## Work instructions:
Quote each record exactly, please, leaving none out.

━━ Task data

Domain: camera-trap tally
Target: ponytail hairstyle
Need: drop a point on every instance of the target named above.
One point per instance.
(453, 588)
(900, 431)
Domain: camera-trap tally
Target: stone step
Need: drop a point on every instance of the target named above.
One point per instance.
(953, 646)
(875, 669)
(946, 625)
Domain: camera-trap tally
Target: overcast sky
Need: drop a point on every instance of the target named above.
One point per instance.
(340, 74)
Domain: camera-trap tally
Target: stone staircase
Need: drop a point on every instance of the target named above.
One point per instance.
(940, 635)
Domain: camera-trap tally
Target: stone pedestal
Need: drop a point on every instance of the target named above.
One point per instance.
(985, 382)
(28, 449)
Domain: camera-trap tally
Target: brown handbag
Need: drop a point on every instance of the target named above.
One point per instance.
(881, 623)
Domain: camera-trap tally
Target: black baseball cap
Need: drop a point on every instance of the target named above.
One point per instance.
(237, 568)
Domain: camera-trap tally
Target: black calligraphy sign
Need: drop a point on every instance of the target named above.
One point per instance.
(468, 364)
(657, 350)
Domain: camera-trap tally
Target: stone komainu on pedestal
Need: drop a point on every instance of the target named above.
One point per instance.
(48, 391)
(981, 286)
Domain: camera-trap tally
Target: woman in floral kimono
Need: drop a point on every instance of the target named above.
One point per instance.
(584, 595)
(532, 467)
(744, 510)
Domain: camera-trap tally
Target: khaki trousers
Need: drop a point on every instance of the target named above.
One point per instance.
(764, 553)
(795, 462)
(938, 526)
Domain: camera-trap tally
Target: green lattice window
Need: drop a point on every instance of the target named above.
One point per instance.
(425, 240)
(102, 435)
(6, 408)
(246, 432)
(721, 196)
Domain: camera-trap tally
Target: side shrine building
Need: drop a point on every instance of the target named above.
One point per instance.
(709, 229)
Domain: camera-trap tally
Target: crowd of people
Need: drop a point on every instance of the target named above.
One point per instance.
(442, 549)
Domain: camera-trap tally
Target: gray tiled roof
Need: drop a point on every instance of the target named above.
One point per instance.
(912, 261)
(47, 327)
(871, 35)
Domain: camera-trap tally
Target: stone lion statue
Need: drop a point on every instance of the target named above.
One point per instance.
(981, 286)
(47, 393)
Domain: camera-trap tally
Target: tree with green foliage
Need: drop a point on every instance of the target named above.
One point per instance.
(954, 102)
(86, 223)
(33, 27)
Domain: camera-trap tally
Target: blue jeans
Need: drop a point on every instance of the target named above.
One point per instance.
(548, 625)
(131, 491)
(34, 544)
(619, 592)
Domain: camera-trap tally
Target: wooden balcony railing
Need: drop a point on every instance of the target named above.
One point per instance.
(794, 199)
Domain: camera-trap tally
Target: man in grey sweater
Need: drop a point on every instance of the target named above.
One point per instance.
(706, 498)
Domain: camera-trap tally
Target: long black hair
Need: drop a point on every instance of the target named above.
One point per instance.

━━━━

## Finished answer:
Domain: camera-trap tally
Target: ponytail hairstyle
Need: drop a point on every instance of the target named above.
One point per instance.
(453, 588)
(900, 431)
Domain: camera-trap tally
Target: stone step
Need: drop a point on every instance of the target named above.
One point per instance.
(953, 646)
(875, 669)
(946, 625)
Domain: camera-trap tally
Target: overcast sky
Need: drop a point on every instance of the target named above.
One point per instance.
(340, 74)
Domain: camera-trap tally
Target: stone staircase
Need: drop a point on every instance of the target named above.
One point per instance.
(940, 635)
Domain: camera-trap tally
Target: stone pedestal
Need: drop a point on every instance of the target named above.
One point per instance.
(985, 382)
(28, 449)
Domain: camera-trap tally
Target: brown handbag
Need: drop a point on every instance of the target named above.
One point per instance.
(881, 623)
Domain: camera-trap tally
Target: black baseball cap
Need: drop a point on every instance of the target named above.
One point per instance.
(237, 568)
Domain: camera-trap tally
Target: black calligraphy sign
Need: drop a point on every instance of the target named above.
One point per instance.
(468, 364)
(657, 350)
Domain: camera-trap tally
Target: stone komainu on pedestal
Need: drop a point on every instance of the target named above.
One point per instance.
(48, 391)
(981, 286)
Domain: camera-trap tally
Target: woman in floral kimono
Need: drop a point on every instance of the target named above.
One point per instance.
(584, 595)
(532, 467)
(744, 510)
Domain: camera-trap tally
Target: khaki trousers
Need: drop a point on every instance of the target named above.
One point per instance.
(764, 553)
(795, 462)
(938, 526)
Domain: camera-trap tally
Target: green lattice window
Need: drop a point on every instance of the target named above.
One point per instance.
(425, 240)
(102, 435)
(6, 408)
(246, 432)
(721, 196)
Domain: camera-trap tally
Target: side shrine building
Need: drop a point on every instance of the target named above.
One point per instance.
(709, 229)
Domain: camera-trap tally
Target: crowd of people
Need: drop a point on every instance of the target named above.
One point per instance.
(442, 549)
Domain: camera-trap tally
Target: gray tiled roof
Need: drop a point on every instance of the target named above.
One point per instance.
(912, 261)
(47, 327)
(871, 35)
Domain: camera-trap tally
Target: stone lion statue
Need: drop a point on every instance of the target named above.
One point per instance.
(981, 286)
(47, 393)
Domain: camera-trap tally
Target: tree with green foliage
Need: drop a point on every instance of the target named above.
One point per instance.
(954, 102)
(86, 223)
(33, 27)
Domain: camera-trap tally
Target: blue jeans
Need: drop a point on every instance of the target named above.
One point per instance.
(548, 625)
(131, 491)
(34, 544)
(619, 592)
Domain: camera-trap tally
Target: wooden balcony railing
Need: drop a point on every instance of the target named above.
One point per instance.
(794, 199)
Domain: camera-trap tally
Target: man in grey sweater
Need: drop a point on every instance of the target named above.
One point per instance.
(706, 498)
Domain: camera-trap tally
Target: long black hair
Need: drop a point on every instance of the target named above.
One point per instance.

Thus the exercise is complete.